Source document:
· · · · ·
PETITIONER: M/s B.G. Shirke Construction Technologies (P) Limited

RESPONDENT: The Addl. Commissioner of Commercial Taxes

DATE OF JUDGMENT: 02/02/2007

BENCH: Dr. ARIJIT PASAYAT & S.H. KAPADIA

JUDGMENT: J U D G M E N T (Arising out of S.L.P. (C) No. 21522 of 2005)

Dr. ARIJIT PASAYAT, J.

       Leave granted.

       Challenge in this appeal is to the judgment rendered by a  Division Bench of the Karnataka High Court dismissing the  appeal filed by the appellant under Section 24(1) of the  Karnataka Sales Tax Act, 1957 (in short the ’Act’).  Appellant  called in question legality or otherwise of the orders passed by  the Additional Commissioner of Commercial Taxes, Zone-II,  Gandhinagar, Bangalore, dated 12.6.2002.

       Background facts in a nutshell are as follows:

       The appellant is a dealer registered under the provisions  of the Act.  It is borne on the files of the Deputy Commissioner  of Commercial Taxes (Assessment), 46th Circle, Bangalore. The  main activity of the appellant is construction of mass houses  for Karnataka Housing Board.  For its business activity, the  appellant manufactures pre-fabricated pillars, columns,  beams etc., and then  those items are used for the execution of  the civil works contract.
· · · · ·
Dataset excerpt

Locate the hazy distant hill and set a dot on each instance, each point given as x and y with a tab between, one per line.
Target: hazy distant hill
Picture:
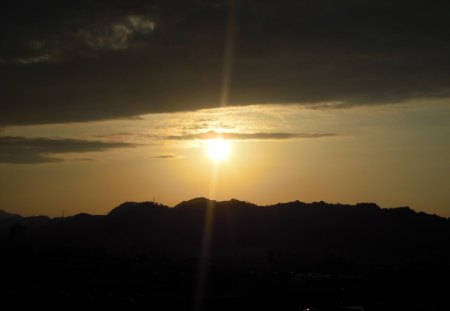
294	232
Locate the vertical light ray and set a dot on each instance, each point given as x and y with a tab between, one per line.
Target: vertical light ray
202	273
229	52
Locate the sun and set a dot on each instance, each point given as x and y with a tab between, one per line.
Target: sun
217	149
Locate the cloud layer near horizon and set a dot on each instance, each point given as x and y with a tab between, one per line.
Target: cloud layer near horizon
86	61
247	136
36	150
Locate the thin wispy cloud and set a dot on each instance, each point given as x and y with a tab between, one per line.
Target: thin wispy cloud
247	136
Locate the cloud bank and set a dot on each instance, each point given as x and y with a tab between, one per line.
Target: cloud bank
37	150
247	136
84	61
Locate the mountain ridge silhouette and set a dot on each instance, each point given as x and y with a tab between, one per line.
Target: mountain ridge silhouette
242	231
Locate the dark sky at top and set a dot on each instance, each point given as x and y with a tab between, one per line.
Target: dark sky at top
63	61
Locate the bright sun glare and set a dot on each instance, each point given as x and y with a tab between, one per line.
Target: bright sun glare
218	149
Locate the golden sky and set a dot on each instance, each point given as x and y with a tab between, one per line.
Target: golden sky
394	155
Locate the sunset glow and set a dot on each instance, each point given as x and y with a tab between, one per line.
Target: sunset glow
218	149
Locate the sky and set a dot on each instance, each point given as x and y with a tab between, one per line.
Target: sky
109	101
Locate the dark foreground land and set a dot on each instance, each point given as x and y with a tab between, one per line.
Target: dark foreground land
283	257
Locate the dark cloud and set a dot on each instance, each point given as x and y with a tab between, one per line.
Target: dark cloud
84	60
38	150
247	136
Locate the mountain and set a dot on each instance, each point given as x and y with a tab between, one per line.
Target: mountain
279	257
291	232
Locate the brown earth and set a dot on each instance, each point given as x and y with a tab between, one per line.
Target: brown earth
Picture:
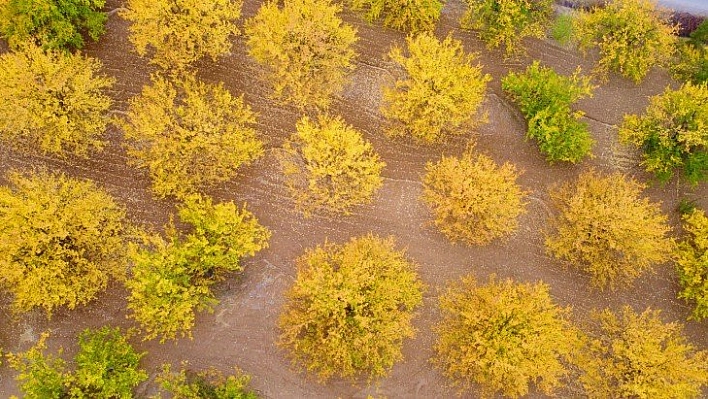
· · · · ·
What you are asked to do: Please output the part of the judgment running from "PETITIONER: M/s B.G." down to "Leave granted.", copied word for word. The records are drawn from a separate source unrelated to the judgment.

Exercise answer:
PETITIONER: M/s B.G. Shirke Construction Technologies (P) Limited

RESPONDENT: The Addl. Commissioner of Commercial Taxes

DATE OF JUDGMENT: 02/02/2007

BENCH: Dr. ARIJIT PASAYAT & S.H. KAPADIA

JUDGMENT: J U D G M E N T (Arising out of S.L.P. (C) No. 21522 of 2005)

Dr. ARIJIT PASAYAT, J.

       Leave granted.